• [Pointing dataset entries]:
----

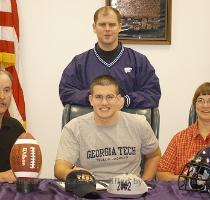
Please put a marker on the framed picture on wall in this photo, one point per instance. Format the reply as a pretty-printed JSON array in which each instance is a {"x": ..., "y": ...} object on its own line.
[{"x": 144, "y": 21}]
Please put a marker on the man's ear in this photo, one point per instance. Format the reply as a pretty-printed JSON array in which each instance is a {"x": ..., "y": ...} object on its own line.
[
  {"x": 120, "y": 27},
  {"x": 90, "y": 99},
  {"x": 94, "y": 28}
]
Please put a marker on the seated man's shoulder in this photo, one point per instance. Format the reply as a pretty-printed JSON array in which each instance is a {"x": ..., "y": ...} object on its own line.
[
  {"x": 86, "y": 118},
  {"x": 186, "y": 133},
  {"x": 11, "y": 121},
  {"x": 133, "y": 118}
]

----

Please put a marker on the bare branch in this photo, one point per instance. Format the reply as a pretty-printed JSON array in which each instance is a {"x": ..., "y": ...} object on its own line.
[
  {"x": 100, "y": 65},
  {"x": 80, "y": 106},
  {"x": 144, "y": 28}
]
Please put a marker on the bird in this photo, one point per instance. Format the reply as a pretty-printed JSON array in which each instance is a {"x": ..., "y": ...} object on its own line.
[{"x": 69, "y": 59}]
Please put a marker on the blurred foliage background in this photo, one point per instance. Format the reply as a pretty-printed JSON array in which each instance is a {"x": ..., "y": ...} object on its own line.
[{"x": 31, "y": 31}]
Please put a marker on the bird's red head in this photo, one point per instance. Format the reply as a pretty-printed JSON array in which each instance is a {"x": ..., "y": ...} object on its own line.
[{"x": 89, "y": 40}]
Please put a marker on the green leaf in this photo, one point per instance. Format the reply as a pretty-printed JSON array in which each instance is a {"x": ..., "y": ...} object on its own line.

----

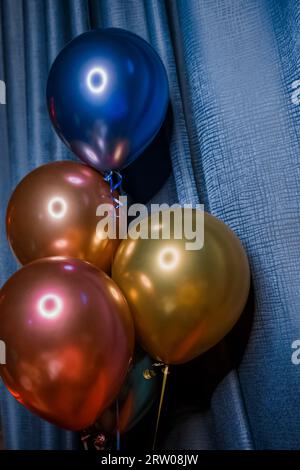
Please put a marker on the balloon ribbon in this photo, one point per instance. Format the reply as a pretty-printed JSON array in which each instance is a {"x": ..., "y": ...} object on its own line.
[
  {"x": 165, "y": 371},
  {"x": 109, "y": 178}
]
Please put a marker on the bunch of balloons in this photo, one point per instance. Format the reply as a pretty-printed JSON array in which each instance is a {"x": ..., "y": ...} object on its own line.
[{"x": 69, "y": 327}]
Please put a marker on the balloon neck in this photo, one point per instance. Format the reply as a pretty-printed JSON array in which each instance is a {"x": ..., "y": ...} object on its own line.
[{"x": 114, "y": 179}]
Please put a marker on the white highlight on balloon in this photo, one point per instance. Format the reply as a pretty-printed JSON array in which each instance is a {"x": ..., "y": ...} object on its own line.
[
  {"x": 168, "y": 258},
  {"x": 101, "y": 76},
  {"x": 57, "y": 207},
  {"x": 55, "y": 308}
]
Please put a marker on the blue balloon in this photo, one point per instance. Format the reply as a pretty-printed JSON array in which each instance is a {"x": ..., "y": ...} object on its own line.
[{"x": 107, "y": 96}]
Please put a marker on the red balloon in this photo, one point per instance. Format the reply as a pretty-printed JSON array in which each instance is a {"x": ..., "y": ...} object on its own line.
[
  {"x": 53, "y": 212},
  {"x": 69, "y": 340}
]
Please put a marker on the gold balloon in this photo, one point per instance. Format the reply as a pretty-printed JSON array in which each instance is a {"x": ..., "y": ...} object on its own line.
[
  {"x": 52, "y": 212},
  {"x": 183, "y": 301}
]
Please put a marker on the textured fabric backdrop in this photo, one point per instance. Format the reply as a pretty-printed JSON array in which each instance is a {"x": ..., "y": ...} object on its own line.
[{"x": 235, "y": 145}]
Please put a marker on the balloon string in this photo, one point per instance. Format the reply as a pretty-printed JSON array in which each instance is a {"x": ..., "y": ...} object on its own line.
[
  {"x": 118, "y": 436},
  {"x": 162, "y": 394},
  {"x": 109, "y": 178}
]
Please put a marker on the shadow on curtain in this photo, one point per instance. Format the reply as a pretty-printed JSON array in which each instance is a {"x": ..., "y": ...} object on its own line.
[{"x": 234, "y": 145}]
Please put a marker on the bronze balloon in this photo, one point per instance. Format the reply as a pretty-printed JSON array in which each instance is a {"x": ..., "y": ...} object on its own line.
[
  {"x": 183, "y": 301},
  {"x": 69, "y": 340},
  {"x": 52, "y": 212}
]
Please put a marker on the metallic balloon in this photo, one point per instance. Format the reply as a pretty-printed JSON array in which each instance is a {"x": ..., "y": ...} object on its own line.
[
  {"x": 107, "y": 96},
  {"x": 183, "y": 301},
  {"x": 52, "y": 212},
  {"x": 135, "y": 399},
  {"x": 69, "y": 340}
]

----

• [Task instructions]:
Identify and copy each line of the entries above that contains the word "bird". Case counts.

• [Solution to the problem]:
Please put a marker on the bird in this photo, one point per instance. Format the reply as a pretty-printed JSON array in which each instance is a {"x": ..., "y": ...} object on its own line.
Please put a marker on the bird's red head in this photo, one point per instance. Format the reply as a pretty-printed JSON array in which each instance is a {"x": ..., "y": ...} object on its own line.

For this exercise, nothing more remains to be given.